Exercise requirements
Return word for word the lines of the material below, starting with the line that contains "Where can the white tulle skirt" and going on through the last line of the material, with both of those lines included.

Dataset records
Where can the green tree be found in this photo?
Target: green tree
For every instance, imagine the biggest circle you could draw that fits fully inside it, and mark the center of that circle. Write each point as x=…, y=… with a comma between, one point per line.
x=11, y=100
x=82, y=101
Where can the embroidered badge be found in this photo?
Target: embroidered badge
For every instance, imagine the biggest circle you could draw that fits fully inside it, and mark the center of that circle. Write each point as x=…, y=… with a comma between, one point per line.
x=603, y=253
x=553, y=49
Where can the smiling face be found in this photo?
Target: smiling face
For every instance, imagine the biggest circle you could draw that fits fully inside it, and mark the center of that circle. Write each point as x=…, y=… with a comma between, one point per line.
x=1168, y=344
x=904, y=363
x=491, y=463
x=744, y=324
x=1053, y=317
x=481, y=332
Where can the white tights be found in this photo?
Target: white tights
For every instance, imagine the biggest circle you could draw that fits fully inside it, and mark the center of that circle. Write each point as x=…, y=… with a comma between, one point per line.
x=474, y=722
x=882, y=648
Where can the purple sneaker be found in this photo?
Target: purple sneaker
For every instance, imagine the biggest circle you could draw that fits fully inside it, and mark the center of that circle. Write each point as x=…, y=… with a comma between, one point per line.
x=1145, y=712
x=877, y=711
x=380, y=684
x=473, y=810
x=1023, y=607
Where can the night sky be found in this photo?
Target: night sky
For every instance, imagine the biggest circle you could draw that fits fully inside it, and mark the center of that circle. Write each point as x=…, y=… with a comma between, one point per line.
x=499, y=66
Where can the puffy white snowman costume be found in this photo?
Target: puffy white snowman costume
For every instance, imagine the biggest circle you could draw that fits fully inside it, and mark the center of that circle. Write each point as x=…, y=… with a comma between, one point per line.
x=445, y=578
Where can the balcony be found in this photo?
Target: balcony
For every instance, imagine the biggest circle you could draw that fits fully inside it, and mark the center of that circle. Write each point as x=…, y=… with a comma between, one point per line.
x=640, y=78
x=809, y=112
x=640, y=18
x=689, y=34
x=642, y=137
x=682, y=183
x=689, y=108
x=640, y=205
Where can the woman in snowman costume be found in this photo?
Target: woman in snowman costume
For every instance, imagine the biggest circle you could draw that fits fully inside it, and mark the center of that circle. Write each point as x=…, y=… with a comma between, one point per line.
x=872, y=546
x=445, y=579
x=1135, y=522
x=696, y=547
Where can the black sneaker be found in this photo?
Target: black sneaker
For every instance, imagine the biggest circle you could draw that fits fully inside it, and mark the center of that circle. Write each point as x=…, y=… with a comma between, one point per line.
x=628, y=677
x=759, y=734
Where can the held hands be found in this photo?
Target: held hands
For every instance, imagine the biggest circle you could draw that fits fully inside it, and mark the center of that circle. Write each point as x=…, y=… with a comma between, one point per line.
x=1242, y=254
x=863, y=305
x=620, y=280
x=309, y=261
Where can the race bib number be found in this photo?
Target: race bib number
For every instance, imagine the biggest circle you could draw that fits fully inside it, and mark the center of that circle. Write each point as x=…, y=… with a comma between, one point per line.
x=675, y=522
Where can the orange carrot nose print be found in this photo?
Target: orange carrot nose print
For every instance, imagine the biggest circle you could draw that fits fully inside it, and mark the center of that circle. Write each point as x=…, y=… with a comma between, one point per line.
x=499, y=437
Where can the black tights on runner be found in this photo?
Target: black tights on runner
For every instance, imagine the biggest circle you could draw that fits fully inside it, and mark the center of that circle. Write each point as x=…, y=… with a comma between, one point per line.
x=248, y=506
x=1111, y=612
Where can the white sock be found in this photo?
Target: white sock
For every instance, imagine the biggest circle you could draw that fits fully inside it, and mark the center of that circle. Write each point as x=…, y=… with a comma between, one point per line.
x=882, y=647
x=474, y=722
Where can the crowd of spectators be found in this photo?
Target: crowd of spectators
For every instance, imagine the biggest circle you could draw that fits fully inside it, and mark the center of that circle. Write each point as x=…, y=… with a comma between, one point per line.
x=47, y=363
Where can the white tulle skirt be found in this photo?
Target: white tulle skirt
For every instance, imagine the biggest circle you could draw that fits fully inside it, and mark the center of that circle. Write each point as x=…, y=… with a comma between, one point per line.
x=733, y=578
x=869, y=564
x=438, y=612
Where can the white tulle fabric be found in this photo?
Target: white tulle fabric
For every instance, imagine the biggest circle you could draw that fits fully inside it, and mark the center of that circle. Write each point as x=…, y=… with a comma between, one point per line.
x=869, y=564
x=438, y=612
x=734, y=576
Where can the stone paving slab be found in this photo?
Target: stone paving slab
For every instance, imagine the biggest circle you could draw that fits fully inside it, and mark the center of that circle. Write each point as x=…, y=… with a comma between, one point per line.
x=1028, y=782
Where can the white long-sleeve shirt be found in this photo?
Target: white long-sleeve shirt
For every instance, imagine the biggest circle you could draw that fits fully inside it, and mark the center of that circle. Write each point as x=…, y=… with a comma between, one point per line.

Reply
Where can the white tulle skirt be found in this photo?
Target: white tulle skirt
For every instance, imagine the biggest circle you could draw that fits fully inside it, and mark the center of that circle. Write each point as x=…, y=… with a comma between, one point per line.
x=733, y=578
x=869, y=564
x=438, y=612
Where can the white tulle fabric be found in this photo?
Target: white tulle fabric
For every instance, imagine the biggest circle you could draw that fits fully inside it, and mark the center of that circle. Write each point as x=…, y=… with a comma between, one point per line.
x=869, y=564
x=438, y=612
x=734, y=576
Where can the stone paving slab be found in this photo?
Target: stone paving slab
For every instance, imagine the biggest circle you could draw that fits fully inside it, and mark the center of that circle. Write each point as x=…, y=… with a comma between, one point per line.
x=1028, y=782
Where can the white long-sleeve shirt be found in this photo?
Target: white long-sleeve shirt
For every instance, imagine the biggest circle you could draw that fits fully inside it, and mark the center of that circle. Write each point as x=…, y=… with a comma between, one point per line.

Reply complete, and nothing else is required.